[Location labeling data]
===============

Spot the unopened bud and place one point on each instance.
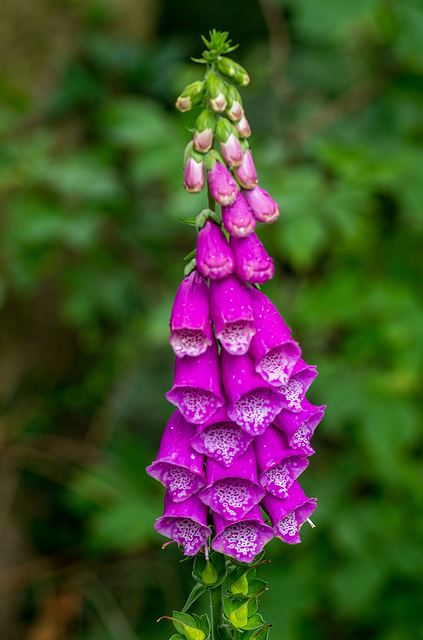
(216, 92)
(204, 130)
(191, 95)
(233, 70)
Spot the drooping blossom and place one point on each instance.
(185, 523)
(178, 466)
(264, 208)
(253, 402)
(194, 175)
(190, 320)
(196, 389)
(302, 375)
(238, 219)
(289, 514)
(244, 539)
(232, 314)
(221, 439)
(233, 491)
(222, 186)
(214, 257)
(253, 264)
(279, 465)
(246, 173)
(299, 427)
(272, 347)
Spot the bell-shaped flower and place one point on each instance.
(244, 539)
(232, 314)
(253, 264)
(238, 218)
(246, 173)
(272, 347)
(214, 257)
(289, 514)
(196, 387)
(299, 427)
(190, 320)
(222, 185)
(178, 466)
(230, 145)
(221, 439)
(302, 375)
(264, 208)
(185, 523)
(253, 402)
(233, 491)
(279, 465)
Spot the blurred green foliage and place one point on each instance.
(91, 255)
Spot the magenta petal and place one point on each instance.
(274, 351)
(253, 403)
(279, 465)
(242, 540)
(262, 205)
(190, 321)
(185, 523)
(289, 514)
(233, 491)
(301, 377)
(214, 256)
(238, 218)
(223, 187)
(232, 314)
(246, 173)
(196, 388)
(178, 466)
(299, 427)
(221, 439)
(253, 264)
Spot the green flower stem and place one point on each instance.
(216, 610)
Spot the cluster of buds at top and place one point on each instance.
(240, 435)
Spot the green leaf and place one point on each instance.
(196, 592)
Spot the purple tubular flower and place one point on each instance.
(253, 264)
(232, 314)
(223, 187)
(238, 218)
(196, 386)
(214, 257)
(190, 321)
(221, 439)
(185, 523)
(193, 176)
(234, 490)
(246, 173)
(274, 351)
(289, 514)
(244, 539)
(262, 205)
(178, 466)
(299, 427)
(279, 465)
(302, 375)
(253, 403)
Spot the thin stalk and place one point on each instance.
(216, 611)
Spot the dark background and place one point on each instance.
(91, 256)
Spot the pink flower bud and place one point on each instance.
(193, 176)
(246, 173)
(243, 127)
(262, 205)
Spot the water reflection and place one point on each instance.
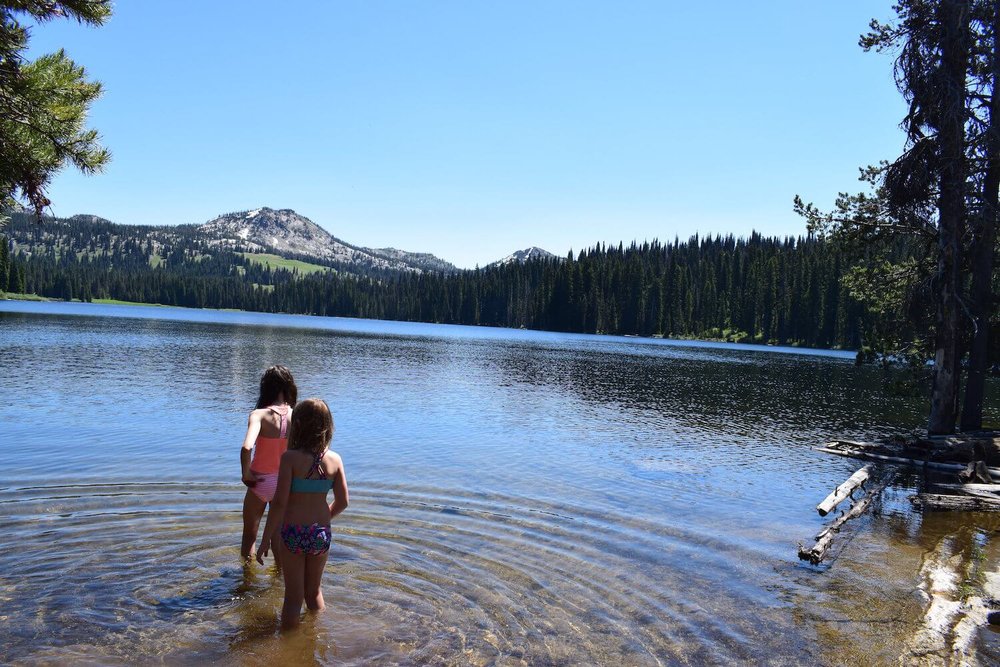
(517, 497)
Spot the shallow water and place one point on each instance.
(517, 497)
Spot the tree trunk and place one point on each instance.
(981, 294)
(954, 18)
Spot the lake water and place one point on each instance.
(517, 497)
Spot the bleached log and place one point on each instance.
(843, 491)
(871, 456)
(824, 539)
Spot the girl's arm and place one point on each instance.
(253, 430)
(276, 513)
(341, 497)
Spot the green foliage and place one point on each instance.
(766, 290)
(44, 103)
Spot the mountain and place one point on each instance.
(285, 232)
(522, 256)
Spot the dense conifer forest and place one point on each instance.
(759, 289)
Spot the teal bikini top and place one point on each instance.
(308, 484)
(311, 485)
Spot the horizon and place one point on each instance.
(560, 127)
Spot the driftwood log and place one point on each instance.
(938, 501)
(843, 491)
(824, 539)
(859, 450)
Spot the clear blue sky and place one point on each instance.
(472, 129)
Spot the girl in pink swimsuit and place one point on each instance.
(267, 438)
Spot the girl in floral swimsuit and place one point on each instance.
(267, 437)
(307, 472)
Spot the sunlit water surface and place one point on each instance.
(517, 497)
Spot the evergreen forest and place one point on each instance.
(788, 291)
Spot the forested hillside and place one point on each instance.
(786, 291)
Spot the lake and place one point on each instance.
(517, 497)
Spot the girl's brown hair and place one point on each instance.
(312, 427)
(277, 381)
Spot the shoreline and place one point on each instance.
(11, 296)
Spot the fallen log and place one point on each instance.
(989, 488)
(969, 503)
(824, 539)
(843, 491)
(857, 453)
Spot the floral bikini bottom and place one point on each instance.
(307, 540)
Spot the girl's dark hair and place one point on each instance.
(277, 380)
(312, 427)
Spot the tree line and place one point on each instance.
(758, 289)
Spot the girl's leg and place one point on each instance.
(253, 510)
(314, 567)
(293, 568)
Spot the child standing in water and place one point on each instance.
(267, 436)
(307, 472)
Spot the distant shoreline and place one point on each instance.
(10, 296)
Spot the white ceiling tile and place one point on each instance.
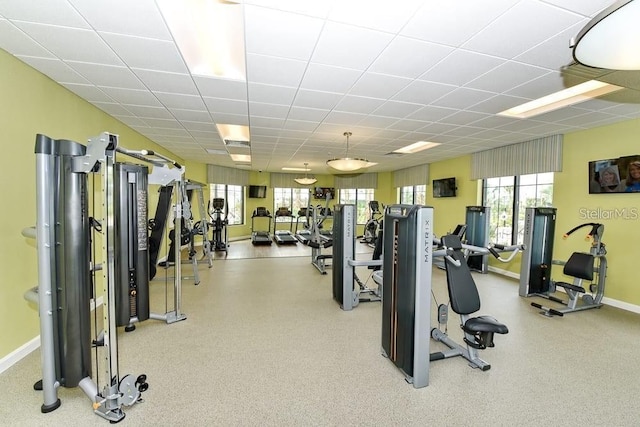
(431, 113)
(149, 112)
(55, 69)
(422, 92)
(191, 115)
(379, 15)
(268, 110)
(107, 75)
(506, 76)
(377, 122)
(183, 102)
(130, 121)
(349, 46)
(300, 125)
(229, 106)
(230, 119)
(497, 103)
(18, 43)
(71, 44)
(200, 127)
(149, 54)
(167, 82)
(536, 88)
(304, 7)
(343, 118)
(460, 67)
(374, 85)
(54, 12)
(313, 114)
(396, 109)
(510, 26)
(88, 92)
(267, 122)
(329, 79)
(315, 99)
(123, 17)
(221, 88)
(453, 23)
(464, 118)
(277, 33)
(584, 7)
(358, 104)
(407, 57)
(270, 94)
(112, 108)
(275, 71)
(132, 96)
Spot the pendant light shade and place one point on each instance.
(306, 180)
(346, 163)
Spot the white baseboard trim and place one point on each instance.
(606, 301)
(24, 350)
(504, 272)
(15, 356)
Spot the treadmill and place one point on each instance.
(261, 237)
(284, 237)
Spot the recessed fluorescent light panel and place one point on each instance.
(209, 34)
(573, 95)
(234, 135)
(241, 158)
(415, 147)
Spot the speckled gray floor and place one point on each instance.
(265, 344)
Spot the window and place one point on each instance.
(234, 201)
(292, 198)
(359, 197)
(410, 195)
(508, 197)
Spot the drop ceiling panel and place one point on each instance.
(277, 33)
(329, 79)
(275, 71)
(54, 12)
(405, 57)
(150, 54)
(184, 102)
(123, 17)
(132, 96)
(349, 46)
(71, 44)
(383, 16)
(455, 69)
(507, 76)
(55, 69)
(512, 24)
(18, 43)
(221, 88)
(435, 21)
(107, 75)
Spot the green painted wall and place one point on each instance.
(620, 213)
(32, 103)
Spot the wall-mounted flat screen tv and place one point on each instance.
(617, 175)
(257, 191)
(445, 187)
(322, 192)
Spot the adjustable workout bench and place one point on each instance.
(465, 300)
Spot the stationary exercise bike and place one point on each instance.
(372, 225)
(218, 225)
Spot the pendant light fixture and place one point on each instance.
(346, 163)
(306, 180)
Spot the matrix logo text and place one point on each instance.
(599, 213)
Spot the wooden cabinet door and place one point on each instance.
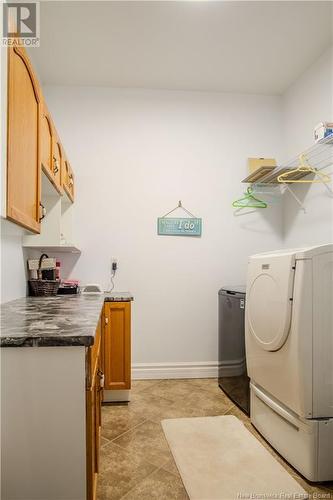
(91, 404)
(23, 166)
(117, 345)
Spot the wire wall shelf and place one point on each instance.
(319, 156)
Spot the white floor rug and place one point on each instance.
(219, 459)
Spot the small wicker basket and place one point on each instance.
(43, 288)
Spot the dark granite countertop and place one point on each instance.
(63, 320)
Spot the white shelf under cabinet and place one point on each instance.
(54, 248)
(57, 226)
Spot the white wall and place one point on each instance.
(307, 102)
(12, 258)
(135, 154)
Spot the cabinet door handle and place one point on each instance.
(55, 165)
(42, 211)
(101, 379)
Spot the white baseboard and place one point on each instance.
(204, 369)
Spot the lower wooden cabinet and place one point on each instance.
(117, 345)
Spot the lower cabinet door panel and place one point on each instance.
(117, 345)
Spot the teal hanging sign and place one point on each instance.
(172, 226)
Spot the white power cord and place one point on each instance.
(113, 273)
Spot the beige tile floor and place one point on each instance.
(136, 463)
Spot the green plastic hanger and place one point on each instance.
(249, 201)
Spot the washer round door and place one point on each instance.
(269, 301)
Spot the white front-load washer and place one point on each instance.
(289, 351)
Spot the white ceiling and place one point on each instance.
(232, 46)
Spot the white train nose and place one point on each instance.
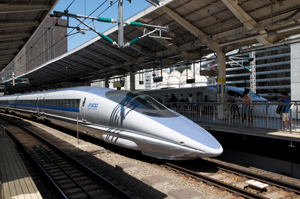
(213, 152)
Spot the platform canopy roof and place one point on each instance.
(18, 21)
(197, 28)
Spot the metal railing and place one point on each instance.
(250, 115)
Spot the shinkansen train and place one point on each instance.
(124, 118)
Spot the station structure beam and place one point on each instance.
(172, 48)
(14, 36)
(105, 58)
(4, 9)
(132, 80)
(95, 64)
(4, 26)
(10, 51)
(245, 19)
(10, 44)
(81, 67)
(115, 51)
(135, 46)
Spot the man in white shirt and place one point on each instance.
(250, 112)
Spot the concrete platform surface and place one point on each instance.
(184, 193)
(16, 181)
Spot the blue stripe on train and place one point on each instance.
(69, 109)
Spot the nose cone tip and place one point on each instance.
(214, 152)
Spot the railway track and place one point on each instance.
(234, 181)
(66, 176)
(227, 179)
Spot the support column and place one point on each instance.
(106, 84)
(132, 81)
(221, 84)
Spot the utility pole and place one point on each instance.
(253, 72)
(120, 24)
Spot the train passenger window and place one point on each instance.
(83, 102)
(73, 103)
(77, 101)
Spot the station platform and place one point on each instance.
(293, 136)
(15, 179)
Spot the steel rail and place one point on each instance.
(222, 185)
(90, 172)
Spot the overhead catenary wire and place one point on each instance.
(38, 39)
(61, 38)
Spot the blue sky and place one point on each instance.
(86, 7)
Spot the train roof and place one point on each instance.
(88, 89)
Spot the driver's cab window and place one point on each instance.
(83, 103)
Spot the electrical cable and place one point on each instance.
(37, 41)
(60, 39)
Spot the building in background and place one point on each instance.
(274, 67)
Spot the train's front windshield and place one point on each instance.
(140, 102)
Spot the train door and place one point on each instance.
(41, 105)
(83, 108)
(37, 105)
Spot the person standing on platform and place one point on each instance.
(245, 101)
(181, 99)
(285, 110)
(250, 108)
(165, 100)
(199, 97)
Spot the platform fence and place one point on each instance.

===============

▸ WHAT IS NEEDED:
Rewrite the part of the data from the line containing "Spot the train door" through the end of the data, including both ends. Keep every line, and shift each coordinate by adding 13 to both of its numbers.

▸ RESULT FOR THIS TASK:
Spot the train door and place one point on each instance.
(54, 118)
(96, 121)
(50, 118)
Spot the person standing on platform and place one point on each instance.
(258, 114)
(194, 112)
(298, 123)
(263, 121)
(178, 113)
(212, 110)
Spot the platform fence and place one point on each instance.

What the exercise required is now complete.